## Your tasks
• 1. Summarize the mouse-show thread in two sentences.
• 2. In the mouse-show thread, who is named as judging tans, marked and AOVs at Preston?
• 3. Write out the part of the mouse-show thread starting with "## Matt Haslam" and going on through "give it a try!".

== Extract provided ==

Its Terry Thorne I belive

Paul


----------



## Seawatch Stud (Feb 8, 2009)

Terry Thorne is judging tans, marked and aovs at Preston. I dont know who the other judge is at Swindon.


----------



## Wight Isle Stud (May 19, 2010)

Hot tip- get a unsliced loaf of white bread, and make a box that it just fits in, make a small hole in the side(of loaf ) put show mice in box,loaf should fill box so they have to go in hole.Mice will tunnel through inside of loaf. Fabulous coats is the result. On arrival at show, pick the one that looks best. YOU SHOULD TRY THIS AT HOME FIRST.


----------



## Matt Haslam (Mar 13, 2010)

I'll be back. said:


> Hot tip- get a unsliced loaf of white bread, and make a box that it just fits in, make a small hole in the side(of loaf ) put show mice in box,loaf should fill box so they have to go in hole.Mice will tunnel through inside of loaf. Fabulous coats is the result. On arrival at show, pick the one that looks best. YOU SHOULD TRY THIS AT HOME FIRST.


mmmm sounds mad! i'll give it a try!


----------



## Wight Isle Stud (May 19, 2010)

you just need to time it so that they are still burrowing through it on way to show! all it does is super grooms the mice. On another subject of wet food in maxies, there was a slight winge about it many years ago as it more or less identified the fact that certain maxeys belonged to the same fancier.I always used to dress each maxey differently i.e. different bedding food etc in maxeys entered in the same class. I have on occasion won three or four sections at one show, and when the BIS lineup is on the table, you suddenly realise that three of your maxeys are identicle out of the five, same bedding etc, it can identify your mice as a group. This of course is not a problem at all, as the best mice will win.

===
== Listing ==

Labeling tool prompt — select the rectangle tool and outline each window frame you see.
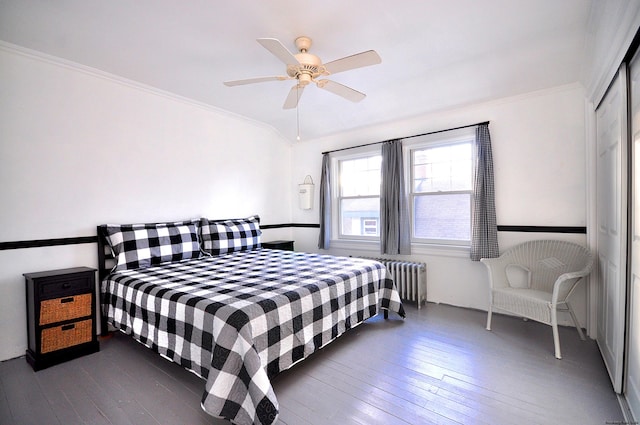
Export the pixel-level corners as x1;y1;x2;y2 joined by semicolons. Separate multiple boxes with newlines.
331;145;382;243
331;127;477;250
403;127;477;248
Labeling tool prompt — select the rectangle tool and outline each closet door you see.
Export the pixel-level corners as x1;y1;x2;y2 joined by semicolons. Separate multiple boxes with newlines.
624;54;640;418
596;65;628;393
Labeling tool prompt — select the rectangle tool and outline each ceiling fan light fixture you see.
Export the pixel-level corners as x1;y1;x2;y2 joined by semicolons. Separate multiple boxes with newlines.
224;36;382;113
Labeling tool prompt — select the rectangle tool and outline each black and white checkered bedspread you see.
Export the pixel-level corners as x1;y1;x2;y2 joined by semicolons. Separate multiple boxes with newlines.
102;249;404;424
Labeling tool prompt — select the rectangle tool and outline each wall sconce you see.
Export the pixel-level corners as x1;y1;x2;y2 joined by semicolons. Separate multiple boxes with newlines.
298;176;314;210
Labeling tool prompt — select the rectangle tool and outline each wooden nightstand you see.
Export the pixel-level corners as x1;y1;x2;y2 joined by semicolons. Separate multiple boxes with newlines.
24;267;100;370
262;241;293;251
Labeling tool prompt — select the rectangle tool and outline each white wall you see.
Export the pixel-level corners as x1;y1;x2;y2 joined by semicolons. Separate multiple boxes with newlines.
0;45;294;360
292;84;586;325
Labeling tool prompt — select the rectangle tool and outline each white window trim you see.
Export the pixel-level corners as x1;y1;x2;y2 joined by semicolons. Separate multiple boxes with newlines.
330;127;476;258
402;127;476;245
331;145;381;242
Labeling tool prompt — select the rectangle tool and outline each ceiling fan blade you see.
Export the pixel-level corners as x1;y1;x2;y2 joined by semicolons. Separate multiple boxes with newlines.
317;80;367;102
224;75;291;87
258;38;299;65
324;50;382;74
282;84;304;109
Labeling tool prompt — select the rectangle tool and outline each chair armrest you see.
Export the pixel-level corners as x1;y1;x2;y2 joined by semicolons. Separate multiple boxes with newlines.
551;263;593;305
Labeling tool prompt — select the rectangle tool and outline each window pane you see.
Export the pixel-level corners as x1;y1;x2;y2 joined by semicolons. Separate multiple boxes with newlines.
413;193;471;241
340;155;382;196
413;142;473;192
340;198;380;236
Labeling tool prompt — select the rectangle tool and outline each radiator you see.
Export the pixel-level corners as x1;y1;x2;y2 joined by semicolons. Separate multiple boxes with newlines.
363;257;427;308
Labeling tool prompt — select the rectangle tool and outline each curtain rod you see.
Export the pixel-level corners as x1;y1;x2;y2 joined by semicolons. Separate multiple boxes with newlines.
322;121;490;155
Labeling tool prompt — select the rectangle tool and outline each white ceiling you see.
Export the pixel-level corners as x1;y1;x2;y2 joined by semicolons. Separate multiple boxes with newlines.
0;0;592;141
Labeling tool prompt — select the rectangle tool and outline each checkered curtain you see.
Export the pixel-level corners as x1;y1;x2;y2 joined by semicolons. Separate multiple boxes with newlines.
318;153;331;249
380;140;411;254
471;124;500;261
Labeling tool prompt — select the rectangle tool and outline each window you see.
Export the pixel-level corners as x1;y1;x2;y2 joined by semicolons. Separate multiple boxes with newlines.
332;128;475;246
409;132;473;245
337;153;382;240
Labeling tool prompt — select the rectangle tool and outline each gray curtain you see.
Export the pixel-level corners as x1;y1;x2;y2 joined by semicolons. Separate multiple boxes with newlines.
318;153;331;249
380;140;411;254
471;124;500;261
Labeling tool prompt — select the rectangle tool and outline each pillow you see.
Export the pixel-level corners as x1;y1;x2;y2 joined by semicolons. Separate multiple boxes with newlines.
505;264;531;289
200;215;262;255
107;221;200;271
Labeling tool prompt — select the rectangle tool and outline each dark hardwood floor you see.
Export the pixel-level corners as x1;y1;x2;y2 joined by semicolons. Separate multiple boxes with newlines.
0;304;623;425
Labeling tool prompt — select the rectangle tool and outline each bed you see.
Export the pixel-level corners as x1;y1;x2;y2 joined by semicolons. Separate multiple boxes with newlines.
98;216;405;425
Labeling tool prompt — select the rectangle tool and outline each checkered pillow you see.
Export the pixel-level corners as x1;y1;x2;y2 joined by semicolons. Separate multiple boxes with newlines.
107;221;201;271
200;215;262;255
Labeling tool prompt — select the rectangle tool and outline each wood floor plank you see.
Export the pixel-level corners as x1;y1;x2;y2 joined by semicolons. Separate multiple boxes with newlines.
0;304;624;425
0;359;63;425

===
== Listing ==

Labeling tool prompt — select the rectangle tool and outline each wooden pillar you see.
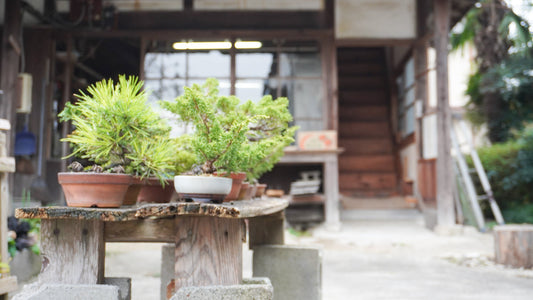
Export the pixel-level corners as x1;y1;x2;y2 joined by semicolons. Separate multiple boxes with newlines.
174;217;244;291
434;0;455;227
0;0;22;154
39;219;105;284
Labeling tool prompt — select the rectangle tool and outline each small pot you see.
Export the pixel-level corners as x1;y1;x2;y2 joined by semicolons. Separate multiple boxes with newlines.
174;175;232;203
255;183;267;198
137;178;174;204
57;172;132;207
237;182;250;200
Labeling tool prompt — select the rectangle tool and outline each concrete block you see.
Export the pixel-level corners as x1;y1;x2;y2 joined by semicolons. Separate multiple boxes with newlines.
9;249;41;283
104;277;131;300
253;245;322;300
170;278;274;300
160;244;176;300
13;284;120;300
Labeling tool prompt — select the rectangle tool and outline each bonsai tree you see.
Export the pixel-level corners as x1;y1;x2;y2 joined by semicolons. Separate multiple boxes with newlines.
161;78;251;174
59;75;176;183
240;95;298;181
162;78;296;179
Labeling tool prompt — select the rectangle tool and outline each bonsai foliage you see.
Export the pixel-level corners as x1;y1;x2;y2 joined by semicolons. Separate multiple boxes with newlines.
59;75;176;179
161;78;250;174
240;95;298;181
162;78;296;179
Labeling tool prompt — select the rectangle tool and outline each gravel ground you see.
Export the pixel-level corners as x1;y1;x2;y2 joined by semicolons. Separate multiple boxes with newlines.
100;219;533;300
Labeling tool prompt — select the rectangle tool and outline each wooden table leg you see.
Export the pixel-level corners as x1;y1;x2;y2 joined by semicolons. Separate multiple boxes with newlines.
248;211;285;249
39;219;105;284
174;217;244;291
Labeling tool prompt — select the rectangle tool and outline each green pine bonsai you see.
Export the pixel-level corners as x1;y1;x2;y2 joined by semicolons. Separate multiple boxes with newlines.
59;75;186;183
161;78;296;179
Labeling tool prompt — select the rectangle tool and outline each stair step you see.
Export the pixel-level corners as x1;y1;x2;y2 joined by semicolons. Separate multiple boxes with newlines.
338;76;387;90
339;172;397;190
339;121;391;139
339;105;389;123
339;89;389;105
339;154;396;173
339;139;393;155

===

## Solution list
• 1. One poster says Terry Thorne is judging tans, marked and AOVs at Preston, and another recommends boxing show mice with an unsliced loaf of white bread so they tunnel through it, which super grooms them for fabulous coats. The same poster describes dressing each maxey differently, with different bedding and food, because identical maxeys can identify a fancier's mice as a group.

• 2. Terry Thorne.

• 3.
## Matt Haslam (Mar 13, 2010)

I'll be back. said:


> Hot tip- get a unsliced loaf of white bread, and make a box that it just fits in, make a small hole in the side(of loaf ) put show mice in box,loaf should fill box so they have to go in hole.Mice will tunnel through inside of loaf. Fabulous coats is the result. On arrival at show, pick the one that looks best. YOU SHOULD TRY THIS AT HOME FIRST.


mmmm sounds mad! i'll give it a try!